- _Objetivo da tarefa_
Por favor, indique se cada afirmação a seguir está de acordo com o texto sobre a angostura, respondendo sim ou não e citando literalmente as palavras do texto que decidem cada caso. (a) Siegert tratou soldados prussianos que lutaram em Waterloo. (b) A angostura original tem casca da árvore angostura na fórmula. (c) A empresa foi transferida para Trinidad na década de 1850.
### Texto fornecido
Milhares de europeus participaram ativamente dos conflitos contra Napoleão e das lutas pela liberdade na América. No meio disso, um deles acabou fazendo uma contribuição enorme para a coquetelaria.
O jovem médico alemão Johann Siegert serviu na infantaria da Prússia Oriental contra as tropas napoleônicas. Em 1815, tratou muitos dos 50 mil prussianos que participaram da Batalha de Waterloo, que aniquilou de vez a França. Ganhou medalha por seus feitos e, cinco anos depois, zarpou para a Venezuela.
Ao lado de outros prussianos e ingleses, Siegert engrossou a luta por liberdade liderada por Simon Bolívar. O médico cruzou o Atlântico e subiu o mítico rio Orinoco até chegar ao quartel-general de Bolívar, em uma cidade chamada Angostura. No ano anterior, um congresso reunido no município estabeleceu a criação da Grã-Colômbia, país independente que reuniria, em seus dez anos de existência, Venezuela, Equador, Panamá e, claro, Colômbia.
Siegert atuou na área até 1859. Naquela época, Bolívar já tinha morrido, toda a América do Sul conquistara a independência e Angostura tinha outro nome, Ciudad Bolívar.
Nasce o tônico (e bitter)
Ao longo dessas décadas, Siegert aprimorou seu talento na manipulação de ervas medicinais. Muitas delas ele aprendeu com os indígenas. Outras eram velhas conhecidas dos europeus, como a genciana, comum para aplacar problemas digestivos.
Nos anos 1830, seu tônico de Angostura já era conhecido. Nos 1850, os filhos começaram a ajudar nos negócios e, nos 1870, a instabilidade política na Venezuela motivou a transferência da empresa para a ilha de Trinidad, então uma colônia britânica.
A partir dessa ilha caribenha, a angostura, como a bebida passou a ser conhecida, conquistou o mercado britânico e, depois, os de outros países, tornando-se um dos bitters mais famosos do mundo.
Bitter é um aperitivo alcoólico amargo feito de ervas. A Casa Angostura manteve o nome de sua cidade de origem, apesar de ser uma empresa de Trinidad e Tobago há 150 anos — e apesar de não ter casca de angostura na fórmula: além da cidade histórica (que mudou de nome) e do famoso bitter, angostura também é o nome de uma árvore típica da região.
Só para complicar um pouco mais, outras marcas de angostura usam a casca dessa árvore. Mas a angostura original, reconhecida pelo seu rótulo grande demais para a garrafinha, não leva o ingrediente.
######
### Conteúdo dos dados
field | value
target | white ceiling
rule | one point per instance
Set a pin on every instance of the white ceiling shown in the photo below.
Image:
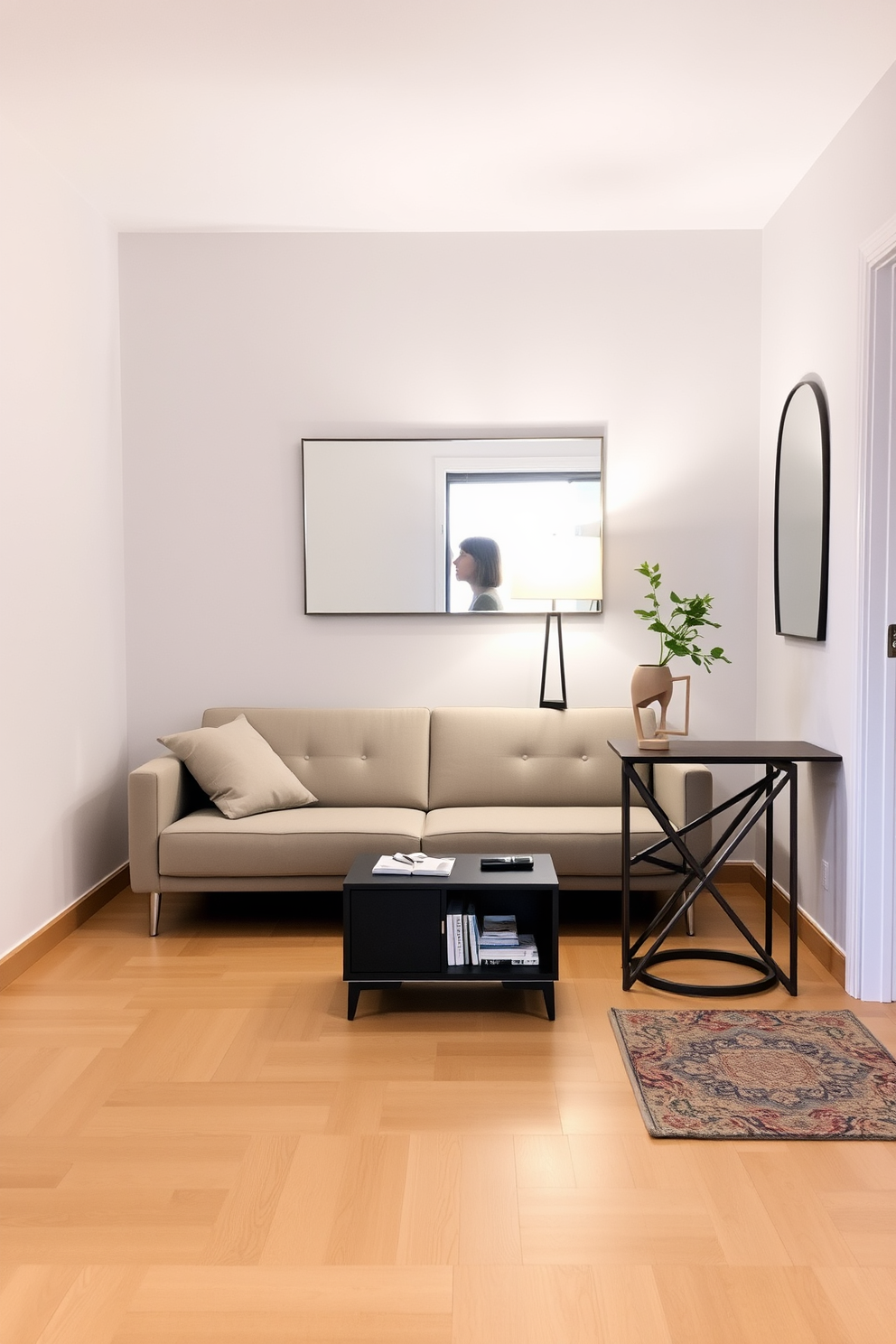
(438, 115)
######
- _Resolução_
(a) Sim: "Em 1815, tratou muitos dos 50 mil prussianos que participaram da Batalha de Waterloo"
(b) Não: "Mas a angostura original, reconhecida pelo seu rótulo grande demais para a garrafinha, não leva o ingrediente."
(c) Não: "nos 1870, a instabilidade política na Venezuela motivou a transferência da empresa para a ilha de Trinidad"